Passage.

WASHINGTON — The economy will fail to strengthen in 2011 as companies limit hiring and consumers curb spending, a survey of economists forecasts.
Gross domestic product will increase 2.6 percent next year after growing 2.7 percent in 2010, according to the median forecast of 51 economists surveyed by the National Association for Business Economics from Oct. 21 to Nov. 4.
“Growth is expected to be moderate,” Richard Wobbekind, president of the group and associate dean of the Leeds School of Business at the University of Colorado at Boulder, said in a statement. “Panelists remain concerned about high levels of federal debt, a continuing high level of unemployment, increased business regulation and rising commodity prices.”
A diminishing need to replenish inventories, the winding down of government stimulus and households’ drive to pay off debt will restrain growth, the survey predicted. The economists polled said the world’s largest economy will add fewer jobs than they predicted last month.
Employment next year will climb by 136,000 a month on average, down from the 153,000 they projected in October, the survey predicted. This month’s canvass was completed before the Labor Department reported Nov. 5 that employers added 151,000 workers to payrolls last month, beating the median estimate of economists surveyed by Bloomberg News.

Stated goal 1.
How would this sentence from the article on the 2011 economic forecast read in Spanish: "The economists polled said the world's largest economy will add fewer jobs than they predicted last month."?
Stated goal 2.
Can you carry on the article on the 2011 economic forecast from the point where it stops?
The records have nothing to do with the article on the 2011 economic forecast.

Material supplied.
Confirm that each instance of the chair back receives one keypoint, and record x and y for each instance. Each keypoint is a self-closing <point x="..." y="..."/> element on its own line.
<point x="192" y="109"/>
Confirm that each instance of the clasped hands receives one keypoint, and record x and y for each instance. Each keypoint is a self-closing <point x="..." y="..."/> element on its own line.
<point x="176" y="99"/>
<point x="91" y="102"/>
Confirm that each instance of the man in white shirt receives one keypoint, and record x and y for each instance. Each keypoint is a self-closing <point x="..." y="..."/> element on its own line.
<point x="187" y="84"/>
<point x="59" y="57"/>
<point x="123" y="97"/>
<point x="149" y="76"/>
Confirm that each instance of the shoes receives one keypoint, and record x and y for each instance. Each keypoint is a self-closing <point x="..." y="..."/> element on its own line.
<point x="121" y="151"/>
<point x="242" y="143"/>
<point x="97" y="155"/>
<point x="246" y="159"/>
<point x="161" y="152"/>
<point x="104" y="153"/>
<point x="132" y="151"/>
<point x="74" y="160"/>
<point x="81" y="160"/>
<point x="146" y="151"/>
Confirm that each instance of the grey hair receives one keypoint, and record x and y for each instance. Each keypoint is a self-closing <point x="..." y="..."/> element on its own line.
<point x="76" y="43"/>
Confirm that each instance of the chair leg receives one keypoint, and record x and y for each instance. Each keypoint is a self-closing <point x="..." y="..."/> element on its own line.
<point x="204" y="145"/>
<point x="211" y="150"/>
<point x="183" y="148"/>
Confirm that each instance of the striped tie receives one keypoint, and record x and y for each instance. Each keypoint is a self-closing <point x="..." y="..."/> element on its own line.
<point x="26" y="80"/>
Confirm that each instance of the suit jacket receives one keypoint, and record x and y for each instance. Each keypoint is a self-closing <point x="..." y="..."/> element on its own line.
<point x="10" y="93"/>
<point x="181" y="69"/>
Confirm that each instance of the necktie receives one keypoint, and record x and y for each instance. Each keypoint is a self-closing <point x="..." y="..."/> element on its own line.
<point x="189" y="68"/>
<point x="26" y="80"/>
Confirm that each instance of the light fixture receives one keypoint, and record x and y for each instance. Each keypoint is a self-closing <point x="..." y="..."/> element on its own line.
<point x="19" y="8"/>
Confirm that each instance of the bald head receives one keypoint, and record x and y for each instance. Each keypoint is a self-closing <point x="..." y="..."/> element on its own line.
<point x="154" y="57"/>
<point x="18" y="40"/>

Answer 1.
Los economistas encuestados dijeron que la mayor economía del mundo sumará menos empleos de los que pronosticaron el mes pasado.

Answer 2.
The unemployment rate will be 9.4 percent or higher through the middle of 2011 before dropping to 9.2 percent by the end of next year, according to economists surveyed.
Consumer spending will expand 1.7 percent in 2010 and 2.4 percent in 2011, the survey predicted. Median projections in October for this year and next were 1.5 percent and 2.3 percent, respectively.
Respondents also said inflation in 2011 will remain below the Federal Reserve’s estimates. Economists forecast that the central bank’s preferred inflation gauge, the personal-consumption-expenditures price index excluding food and energy, will rise 1.3 percent next year after a 1.1 percent gain in 2010.
Fed policymakers have a long-run inflation forecast of 1.7 percent to 2 percent, the level they see as consistent with achieving legislative mandates for maximum employment and stable prices.
About one-third of those surveyed said a Fed decision to buy more Treasury securities could diminish the risk of deflation, and another third said the action could increase the risk of “undesirable” inflation.
GDP
2.6%
Projected growth rate in 2011, down from the projected rate of 2.7 percent for 2010, in the most recent survey of the NABE
Projections based on the median forecast of 51 economists surveyed by the NABE from Oct. 21 to Nov. 4.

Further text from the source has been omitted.